* _Required action_: Copy the Ember Arts road trip text word for word, everything from "Clayton and Jessica" down to "Coast Road Trip.".

* _Text_:
- Opening Delimiter -
Clayton and Jessica Connolly (together with their parents, daughters, siblings, an artist in Uganda, and a couple of college students) bring life to the business and story of Ember Arts. Together they are empowering dreamers and working to build a compassionate, sustainable network of individuals who can make a positive impact in their world.

During the whole month of August the Connolly family is taking the Ember Arts story and hitting the road. They’re calling this adventure the Ember Ambassadors West Coast Road Trip.

Read some more about Ember Ambassadors as the Connolly’s share their plans for their road trip:

What are three reasons why you are taking your family and your business on a month-long road trip? 

1. We simply love being on the road and seeing new places. Our girls have so much fun playing road games like “I Spy” and blasting music while singing along. We also believe that traveling to new places and seeing new sites is so enriching to young minds. We want our daughters to grow up knowing how big the world is and valuing every single person they come across during life.

2. Ember Arts is in a stage of expansion, a time when we are striving to grow our business and further our sphere of influence. Simply put, we want to see our jewelry sold in more stores, so we’re going out adventuring in search of those new partners.

3. Also, from past experiences we’ve learned that individuals are more likely to purchase a product when they can shake the hand of the person who is selling. We so value meeting with people face to face, sharing stories, and building relationships. We want to be as authentic and intentional as possible when interacting with our partners and customers. What a better way to build relationships than to simply stop by and say hi.
- Closing Delimiter -
[Rows in a dataset]
- Opening Delimiter -
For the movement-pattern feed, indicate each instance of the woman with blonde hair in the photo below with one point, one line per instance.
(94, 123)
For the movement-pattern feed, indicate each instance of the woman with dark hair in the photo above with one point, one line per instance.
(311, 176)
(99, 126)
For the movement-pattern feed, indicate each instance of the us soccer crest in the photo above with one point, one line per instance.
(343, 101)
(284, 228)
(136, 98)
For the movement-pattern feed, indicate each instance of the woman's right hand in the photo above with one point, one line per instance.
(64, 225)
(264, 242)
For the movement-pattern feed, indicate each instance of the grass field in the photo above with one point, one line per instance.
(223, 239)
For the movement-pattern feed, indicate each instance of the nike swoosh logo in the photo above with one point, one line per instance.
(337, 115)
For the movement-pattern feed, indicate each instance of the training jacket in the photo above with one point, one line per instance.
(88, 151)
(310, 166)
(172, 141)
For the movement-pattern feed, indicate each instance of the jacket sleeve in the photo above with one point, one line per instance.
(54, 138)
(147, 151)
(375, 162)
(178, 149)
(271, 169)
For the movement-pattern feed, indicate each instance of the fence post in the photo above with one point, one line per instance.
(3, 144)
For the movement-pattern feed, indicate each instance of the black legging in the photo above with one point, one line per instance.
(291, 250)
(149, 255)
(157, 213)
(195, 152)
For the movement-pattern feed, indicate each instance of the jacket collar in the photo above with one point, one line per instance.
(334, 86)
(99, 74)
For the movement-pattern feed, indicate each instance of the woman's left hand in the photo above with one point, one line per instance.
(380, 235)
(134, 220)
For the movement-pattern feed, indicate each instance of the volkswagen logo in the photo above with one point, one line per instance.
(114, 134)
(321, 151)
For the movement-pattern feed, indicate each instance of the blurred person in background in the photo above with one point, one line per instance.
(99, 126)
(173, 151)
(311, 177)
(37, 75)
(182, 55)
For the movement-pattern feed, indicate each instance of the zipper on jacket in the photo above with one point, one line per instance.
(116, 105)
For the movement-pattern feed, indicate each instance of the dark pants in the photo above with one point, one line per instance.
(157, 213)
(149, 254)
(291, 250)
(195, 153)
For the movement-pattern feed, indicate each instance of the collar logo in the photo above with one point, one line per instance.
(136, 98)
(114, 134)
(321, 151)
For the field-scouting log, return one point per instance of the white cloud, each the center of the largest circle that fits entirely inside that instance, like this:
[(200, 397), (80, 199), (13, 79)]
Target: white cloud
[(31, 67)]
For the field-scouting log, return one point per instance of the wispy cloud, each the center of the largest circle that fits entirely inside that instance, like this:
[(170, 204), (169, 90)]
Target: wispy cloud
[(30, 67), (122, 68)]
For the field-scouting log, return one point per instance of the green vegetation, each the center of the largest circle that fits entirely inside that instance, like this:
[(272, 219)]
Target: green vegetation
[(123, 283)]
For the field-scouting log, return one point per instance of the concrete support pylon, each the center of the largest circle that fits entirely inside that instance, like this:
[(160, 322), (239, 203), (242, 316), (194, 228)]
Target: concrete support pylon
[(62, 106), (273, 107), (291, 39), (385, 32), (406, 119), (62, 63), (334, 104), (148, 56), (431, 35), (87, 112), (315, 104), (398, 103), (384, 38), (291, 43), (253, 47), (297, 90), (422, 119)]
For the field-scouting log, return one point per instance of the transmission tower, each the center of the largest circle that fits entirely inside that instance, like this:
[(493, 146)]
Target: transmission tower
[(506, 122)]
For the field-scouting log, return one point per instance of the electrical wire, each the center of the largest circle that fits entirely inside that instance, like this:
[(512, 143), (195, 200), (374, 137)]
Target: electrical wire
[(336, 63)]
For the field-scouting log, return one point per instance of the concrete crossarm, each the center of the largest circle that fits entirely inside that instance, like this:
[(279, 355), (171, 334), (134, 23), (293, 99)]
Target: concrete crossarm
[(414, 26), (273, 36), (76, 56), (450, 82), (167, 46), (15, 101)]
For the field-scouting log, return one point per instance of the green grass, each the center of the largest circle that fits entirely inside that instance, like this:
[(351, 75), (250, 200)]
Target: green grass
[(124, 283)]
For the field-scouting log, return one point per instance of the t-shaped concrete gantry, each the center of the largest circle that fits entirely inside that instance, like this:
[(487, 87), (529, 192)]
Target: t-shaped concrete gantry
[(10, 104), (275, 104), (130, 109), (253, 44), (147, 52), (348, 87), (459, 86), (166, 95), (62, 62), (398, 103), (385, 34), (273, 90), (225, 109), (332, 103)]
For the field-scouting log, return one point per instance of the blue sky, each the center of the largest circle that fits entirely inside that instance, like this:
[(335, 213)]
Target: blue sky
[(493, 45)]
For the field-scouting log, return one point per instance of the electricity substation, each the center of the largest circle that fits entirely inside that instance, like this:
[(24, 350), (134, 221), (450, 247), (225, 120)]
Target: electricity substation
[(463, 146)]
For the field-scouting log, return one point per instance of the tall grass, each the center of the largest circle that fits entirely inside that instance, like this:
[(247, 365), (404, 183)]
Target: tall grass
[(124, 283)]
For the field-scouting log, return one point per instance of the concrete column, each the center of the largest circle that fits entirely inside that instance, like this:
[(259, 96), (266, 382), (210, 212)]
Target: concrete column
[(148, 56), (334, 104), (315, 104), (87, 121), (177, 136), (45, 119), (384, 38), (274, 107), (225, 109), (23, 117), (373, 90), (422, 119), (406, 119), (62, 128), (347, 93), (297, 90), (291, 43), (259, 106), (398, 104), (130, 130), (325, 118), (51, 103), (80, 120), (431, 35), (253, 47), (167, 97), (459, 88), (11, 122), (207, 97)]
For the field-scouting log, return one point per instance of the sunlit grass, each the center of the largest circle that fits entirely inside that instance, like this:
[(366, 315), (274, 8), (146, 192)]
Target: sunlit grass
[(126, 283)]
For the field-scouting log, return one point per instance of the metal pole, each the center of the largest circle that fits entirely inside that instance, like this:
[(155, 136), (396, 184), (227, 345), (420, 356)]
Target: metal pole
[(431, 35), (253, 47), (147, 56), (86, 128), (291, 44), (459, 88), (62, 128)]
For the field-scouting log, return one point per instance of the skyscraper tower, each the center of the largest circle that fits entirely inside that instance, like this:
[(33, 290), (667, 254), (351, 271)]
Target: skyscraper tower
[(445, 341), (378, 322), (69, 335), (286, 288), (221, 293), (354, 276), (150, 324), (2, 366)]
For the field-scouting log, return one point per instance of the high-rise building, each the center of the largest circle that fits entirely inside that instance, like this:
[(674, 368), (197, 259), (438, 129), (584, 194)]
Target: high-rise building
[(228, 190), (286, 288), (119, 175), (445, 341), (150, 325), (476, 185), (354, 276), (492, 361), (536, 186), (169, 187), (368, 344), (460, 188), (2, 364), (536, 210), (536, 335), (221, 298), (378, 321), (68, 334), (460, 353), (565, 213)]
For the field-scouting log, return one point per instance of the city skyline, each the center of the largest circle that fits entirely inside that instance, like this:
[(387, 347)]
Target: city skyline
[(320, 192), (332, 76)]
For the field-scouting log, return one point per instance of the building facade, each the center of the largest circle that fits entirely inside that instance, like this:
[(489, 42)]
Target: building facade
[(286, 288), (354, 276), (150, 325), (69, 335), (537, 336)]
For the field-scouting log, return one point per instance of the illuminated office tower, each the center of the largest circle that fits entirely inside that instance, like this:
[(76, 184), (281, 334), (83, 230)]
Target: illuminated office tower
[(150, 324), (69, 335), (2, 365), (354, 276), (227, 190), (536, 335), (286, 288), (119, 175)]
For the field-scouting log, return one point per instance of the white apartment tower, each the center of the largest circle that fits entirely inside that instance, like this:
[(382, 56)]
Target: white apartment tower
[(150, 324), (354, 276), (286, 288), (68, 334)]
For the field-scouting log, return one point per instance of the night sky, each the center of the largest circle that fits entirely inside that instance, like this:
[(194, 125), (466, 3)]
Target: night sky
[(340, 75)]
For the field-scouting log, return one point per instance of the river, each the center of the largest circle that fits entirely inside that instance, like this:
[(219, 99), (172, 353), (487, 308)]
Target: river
- Closing Delimiter -
* _Output for this task_:
Clayton and Jessica Connolly (together with their parents, daughters, siblings, an artist in Uganda, and a couple of college students) bring life to the business and story of Ember Arts. Together they are empowering dreamers and working to build a compassionate, sustainable network of individuals who can make a positive impact in their world.

During the whole month of August the Connolly family is taking the Ember Arts story and hitting the road. They’re calling this adventure the Ember Ambassadors West Coast Road Trip.